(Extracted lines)
________________________________________

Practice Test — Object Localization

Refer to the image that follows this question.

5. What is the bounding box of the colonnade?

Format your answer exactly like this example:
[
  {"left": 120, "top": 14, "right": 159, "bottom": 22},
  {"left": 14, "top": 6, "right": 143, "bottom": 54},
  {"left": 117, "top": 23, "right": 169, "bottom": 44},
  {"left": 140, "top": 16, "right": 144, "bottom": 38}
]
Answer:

________________________________________

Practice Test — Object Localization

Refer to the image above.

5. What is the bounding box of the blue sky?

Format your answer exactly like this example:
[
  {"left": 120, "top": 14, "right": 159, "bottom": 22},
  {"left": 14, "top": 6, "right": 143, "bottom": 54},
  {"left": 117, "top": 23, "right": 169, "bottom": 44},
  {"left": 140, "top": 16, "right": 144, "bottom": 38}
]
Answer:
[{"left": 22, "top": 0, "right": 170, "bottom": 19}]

________________________________________

_Exercise instructions_.
Which lines above contain the string "Refer" with matching case? Pull out each of those lines.

_The reply_.
Refer to the image that follows this question.
Refer to the image above.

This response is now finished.